WRITTEN PROBLEM: Rewrite the rows below, putting "site survey" wherever "field tally" appears and leaving everything else unchanged.

——————————

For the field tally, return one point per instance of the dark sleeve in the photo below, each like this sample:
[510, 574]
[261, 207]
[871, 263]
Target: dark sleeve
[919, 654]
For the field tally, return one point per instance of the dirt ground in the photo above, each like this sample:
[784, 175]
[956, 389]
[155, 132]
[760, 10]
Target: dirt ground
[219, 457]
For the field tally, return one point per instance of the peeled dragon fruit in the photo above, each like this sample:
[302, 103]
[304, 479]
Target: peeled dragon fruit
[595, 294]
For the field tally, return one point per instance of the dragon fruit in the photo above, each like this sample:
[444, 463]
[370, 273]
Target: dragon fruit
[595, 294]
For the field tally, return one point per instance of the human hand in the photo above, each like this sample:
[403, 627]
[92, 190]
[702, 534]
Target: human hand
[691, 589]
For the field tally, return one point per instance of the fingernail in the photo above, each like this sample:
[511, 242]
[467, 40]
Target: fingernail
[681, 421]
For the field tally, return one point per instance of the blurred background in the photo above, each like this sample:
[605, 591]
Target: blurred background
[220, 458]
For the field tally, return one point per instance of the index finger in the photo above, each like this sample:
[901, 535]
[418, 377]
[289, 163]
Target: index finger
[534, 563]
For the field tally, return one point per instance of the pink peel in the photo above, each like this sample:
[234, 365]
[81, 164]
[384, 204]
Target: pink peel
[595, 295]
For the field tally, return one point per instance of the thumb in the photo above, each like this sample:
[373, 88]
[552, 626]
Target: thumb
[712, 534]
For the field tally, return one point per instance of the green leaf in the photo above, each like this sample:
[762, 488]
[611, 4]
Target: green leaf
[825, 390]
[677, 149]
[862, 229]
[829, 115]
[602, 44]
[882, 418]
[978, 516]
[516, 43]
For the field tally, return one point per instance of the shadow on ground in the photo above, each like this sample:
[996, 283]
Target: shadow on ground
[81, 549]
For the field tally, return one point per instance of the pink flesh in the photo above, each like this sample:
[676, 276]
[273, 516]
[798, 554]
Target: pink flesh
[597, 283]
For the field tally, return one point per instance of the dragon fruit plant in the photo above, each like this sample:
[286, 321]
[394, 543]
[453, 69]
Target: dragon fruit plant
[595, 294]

——————————

THE RESULT:
For the site survey, return one point per instance of the dark sleeve in the photo below, each like this sample:
[510, 574]
[261, 207]
[871, 263]
Target: dark sleeve
[919, 654]
For the site survey, return one point per instance of the dirt ground in the photo above, each like this sample:
[784, 175]
[956, 389]
[155, 132]
[760, 10]
Target: dirt ground
[219, 457]
For the site survey, return one point per instance of the peeled dragon fruit in the photo above, each like this sample:
[302, 103]
[304, 479]
Target: peeled dragon fruit
[595, 294]
For the site survey, return one point per instance of the dragon fruit in the photo above, each like this sample:
[444, 463]
[370, 273]
Target: dragon fruit
[595, 294]
For the site survey, return one point per instance of the human hand in the photo above, each like this sample:
[403, 627]
[92, 190]
[702, 534]
Target: human hand
[691, 589]
For the site survey, return one point per instance of the fingernail in the photo above, each like this sample:
[511, 242]
[467, 40]
Target: fingernail
[681, 421]
For the site survey, return one point per instance of the blurred background in the photo above, each like this sample:
[605, 591]
Target: blurred background
[220, 458]
For the site survey, return one point per instance of the index finger in the photo above, each like this sample:
[901, 535]
[418, 377]
[289, 163]
Target: index finger
[534, 563]
For the site survey, return one point per instance of the pink peel in the photo above, each like this sample:
[234, 365]
[81, 164]
[384, 204]
Target: pink peel
[595, 295]
For the site survey, return one point per instance of the thumb in the photo above, each like this sample:
[373, 88]
[552, 626]
Target: thumb
[712, 534]
For the site survey, return one point per instance of the green leaf in the photo above, each like this sample:
[762, 488]
[611, 4]
Target: green leaf
[825, 390]
[677, 149]
[862, 229]
[829, 115]
[602, 44]
[882, 418]
[978, 516]
[516, 43]
For the site survey, return one point per instance of the shadow on ground in the photo above, each like this sample:
[996, 283]
Target: shadow on ground
[81, 549]
For the site survey, return one point per instance of the pink flesh in the photo above, each like this sample:
[676, 276]
[273, 516]
[798, 554]
Target: pink flesh
[597, 283]
For the site survey, return one point per instance of the dragon fruit plant in the photo above, each like this sample:
[286, 321]
[394, 543]
[453, 69]
Target: dragon fruit plant
[595, 294]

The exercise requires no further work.